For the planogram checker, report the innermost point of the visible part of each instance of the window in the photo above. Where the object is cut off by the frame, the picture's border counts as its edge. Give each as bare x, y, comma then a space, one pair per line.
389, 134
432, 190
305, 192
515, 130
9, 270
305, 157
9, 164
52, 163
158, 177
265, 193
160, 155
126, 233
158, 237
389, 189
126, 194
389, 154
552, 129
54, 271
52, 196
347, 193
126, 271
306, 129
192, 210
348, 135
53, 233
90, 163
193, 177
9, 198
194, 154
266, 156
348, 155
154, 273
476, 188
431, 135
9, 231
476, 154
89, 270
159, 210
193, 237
# # # # #
• **What to do**
Output the material again, line for line.

• **Reply**
For the planogram checker, report the innermost point of the visible part of each instance of the window in the photo above. Where the object is cut off by the frame, the picture's border counts as its edge. Give each as bare x, y, comma then a space, one pair per line.
389, 134
432, 190
305, 192
515, 130
9, 270
305, 157
9, 164
52, 163
158, 177
265, 193
160, 155
126, 233
158, 237
389, 189
126, 194
389, 154
552, 129
54, 271
52, 196
347, 193
126, 271
306, 129
192, 210
348, 135
53, 233
90, 163
193, 177
9, 198
194, 154
266, 156
348, 155
154, 273
476, 188
431, 135
9, 231
476, 154
89, 270
159, 210
193, 237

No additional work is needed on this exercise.